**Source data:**
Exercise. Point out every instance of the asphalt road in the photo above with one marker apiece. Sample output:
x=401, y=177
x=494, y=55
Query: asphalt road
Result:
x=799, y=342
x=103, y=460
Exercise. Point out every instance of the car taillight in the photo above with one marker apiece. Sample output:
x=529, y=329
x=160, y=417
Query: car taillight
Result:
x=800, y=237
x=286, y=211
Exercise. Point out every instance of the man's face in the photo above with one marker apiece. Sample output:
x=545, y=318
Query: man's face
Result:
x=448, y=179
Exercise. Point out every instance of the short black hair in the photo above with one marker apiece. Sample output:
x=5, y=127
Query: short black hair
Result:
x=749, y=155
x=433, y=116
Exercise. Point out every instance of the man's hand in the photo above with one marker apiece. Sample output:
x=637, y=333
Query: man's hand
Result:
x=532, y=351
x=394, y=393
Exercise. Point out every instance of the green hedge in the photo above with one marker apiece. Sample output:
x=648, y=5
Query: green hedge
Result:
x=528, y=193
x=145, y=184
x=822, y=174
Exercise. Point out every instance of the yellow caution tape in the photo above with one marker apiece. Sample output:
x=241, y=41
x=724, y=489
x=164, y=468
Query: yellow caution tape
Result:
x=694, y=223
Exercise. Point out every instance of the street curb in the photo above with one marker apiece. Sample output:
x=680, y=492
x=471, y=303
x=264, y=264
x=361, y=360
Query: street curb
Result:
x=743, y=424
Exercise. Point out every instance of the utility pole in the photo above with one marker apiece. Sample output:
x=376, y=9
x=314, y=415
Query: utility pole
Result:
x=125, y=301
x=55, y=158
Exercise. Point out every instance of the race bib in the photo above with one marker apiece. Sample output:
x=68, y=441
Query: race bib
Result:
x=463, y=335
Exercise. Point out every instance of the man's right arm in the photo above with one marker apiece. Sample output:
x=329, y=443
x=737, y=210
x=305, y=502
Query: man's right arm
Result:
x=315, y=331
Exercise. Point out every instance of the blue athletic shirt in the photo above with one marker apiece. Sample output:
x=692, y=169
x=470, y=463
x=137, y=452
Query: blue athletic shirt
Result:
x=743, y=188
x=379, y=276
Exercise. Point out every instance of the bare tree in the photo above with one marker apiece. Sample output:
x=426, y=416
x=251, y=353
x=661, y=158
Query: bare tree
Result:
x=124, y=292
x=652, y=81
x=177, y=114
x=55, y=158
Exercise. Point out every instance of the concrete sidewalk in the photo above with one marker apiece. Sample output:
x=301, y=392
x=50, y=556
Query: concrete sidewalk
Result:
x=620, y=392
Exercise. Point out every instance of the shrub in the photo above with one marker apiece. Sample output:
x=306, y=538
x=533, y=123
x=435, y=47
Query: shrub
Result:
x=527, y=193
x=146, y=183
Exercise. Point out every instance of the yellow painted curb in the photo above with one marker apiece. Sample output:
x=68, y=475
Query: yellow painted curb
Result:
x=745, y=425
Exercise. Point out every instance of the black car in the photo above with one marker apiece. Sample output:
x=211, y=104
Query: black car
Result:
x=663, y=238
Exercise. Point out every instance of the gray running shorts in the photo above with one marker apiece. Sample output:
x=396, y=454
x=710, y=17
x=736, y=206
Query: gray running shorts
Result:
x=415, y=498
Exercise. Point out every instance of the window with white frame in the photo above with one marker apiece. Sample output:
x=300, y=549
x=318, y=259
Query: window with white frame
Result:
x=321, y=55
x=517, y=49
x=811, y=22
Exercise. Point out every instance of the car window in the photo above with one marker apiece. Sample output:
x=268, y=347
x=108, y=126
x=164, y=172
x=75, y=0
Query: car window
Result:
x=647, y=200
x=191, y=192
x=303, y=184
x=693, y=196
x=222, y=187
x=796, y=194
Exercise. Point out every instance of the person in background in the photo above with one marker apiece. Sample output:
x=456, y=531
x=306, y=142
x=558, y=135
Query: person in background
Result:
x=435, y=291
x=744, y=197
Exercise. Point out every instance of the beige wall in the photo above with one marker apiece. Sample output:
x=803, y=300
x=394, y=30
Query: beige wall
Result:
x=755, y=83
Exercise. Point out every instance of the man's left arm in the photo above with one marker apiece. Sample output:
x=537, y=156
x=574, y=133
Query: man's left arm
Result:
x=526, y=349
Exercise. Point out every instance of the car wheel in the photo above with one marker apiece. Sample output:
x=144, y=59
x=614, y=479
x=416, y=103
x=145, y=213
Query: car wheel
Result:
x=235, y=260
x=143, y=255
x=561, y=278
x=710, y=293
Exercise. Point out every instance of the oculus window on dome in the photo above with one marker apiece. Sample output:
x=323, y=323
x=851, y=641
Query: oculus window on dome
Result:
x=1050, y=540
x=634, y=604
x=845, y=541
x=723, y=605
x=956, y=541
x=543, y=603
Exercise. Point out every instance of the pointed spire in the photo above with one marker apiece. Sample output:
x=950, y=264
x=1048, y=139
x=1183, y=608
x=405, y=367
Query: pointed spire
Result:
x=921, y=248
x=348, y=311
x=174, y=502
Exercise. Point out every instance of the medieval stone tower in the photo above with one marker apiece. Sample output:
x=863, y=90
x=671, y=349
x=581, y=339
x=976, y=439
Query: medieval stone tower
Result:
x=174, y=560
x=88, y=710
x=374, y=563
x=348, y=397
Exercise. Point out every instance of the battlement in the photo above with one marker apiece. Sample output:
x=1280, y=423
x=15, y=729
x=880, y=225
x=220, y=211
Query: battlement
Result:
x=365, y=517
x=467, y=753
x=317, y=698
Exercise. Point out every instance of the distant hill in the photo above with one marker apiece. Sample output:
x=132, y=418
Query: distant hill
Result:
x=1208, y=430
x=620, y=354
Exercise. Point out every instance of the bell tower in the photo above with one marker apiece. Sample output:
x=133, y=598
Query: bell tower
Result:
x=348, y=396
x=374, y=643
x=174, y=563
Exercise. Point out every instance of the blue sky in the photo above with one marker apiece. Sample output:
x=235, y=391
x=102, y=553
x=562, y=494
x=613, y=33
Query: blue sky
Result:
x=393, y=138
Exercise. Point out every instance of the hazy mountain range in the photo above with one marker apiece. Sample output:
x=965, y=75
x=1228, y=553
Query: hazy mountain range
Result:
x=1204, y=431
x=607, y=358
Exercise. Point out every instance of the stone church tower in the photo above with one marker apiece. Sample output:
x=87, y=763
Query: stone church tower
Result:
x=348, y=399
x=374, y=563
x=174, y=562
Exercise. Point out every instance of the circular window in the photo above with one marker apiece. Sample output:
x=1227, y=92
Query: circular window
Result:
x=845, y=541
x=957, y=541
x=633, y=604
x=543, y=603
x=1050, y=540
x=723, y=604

**WORK REQUEST:** Write down again the exact lines running from the beginning of the data to the line containing "Query: short black hair", with both ends included.

**SOLVED PROBLEM:**
Exercise. Point out every instance of the asphalt road in the photo above with one marker apiece. Sample output:
x=401, y=177
x=494, y=55
Query: asphalt road
Result:
x=799, y=342
x=103, y=460
Exercise. Point out every instance of the car taillight in the photo above with one marker apiece. Sample output:
x=529, y=329
x=160, y=417
Query: car taillight
Result:
x=800, y=237
x=286, y=211
Exercise. Point out every instance of the man's face in the photo above with one marker apiece. Sample output:
x=545, y=318
Query: man's face
Result:
x=448, y=179
Exercise. Point out every instance of the short black hair in the photo above with one marker apiece. Sample output:
x=5, y=127
Query: short black hair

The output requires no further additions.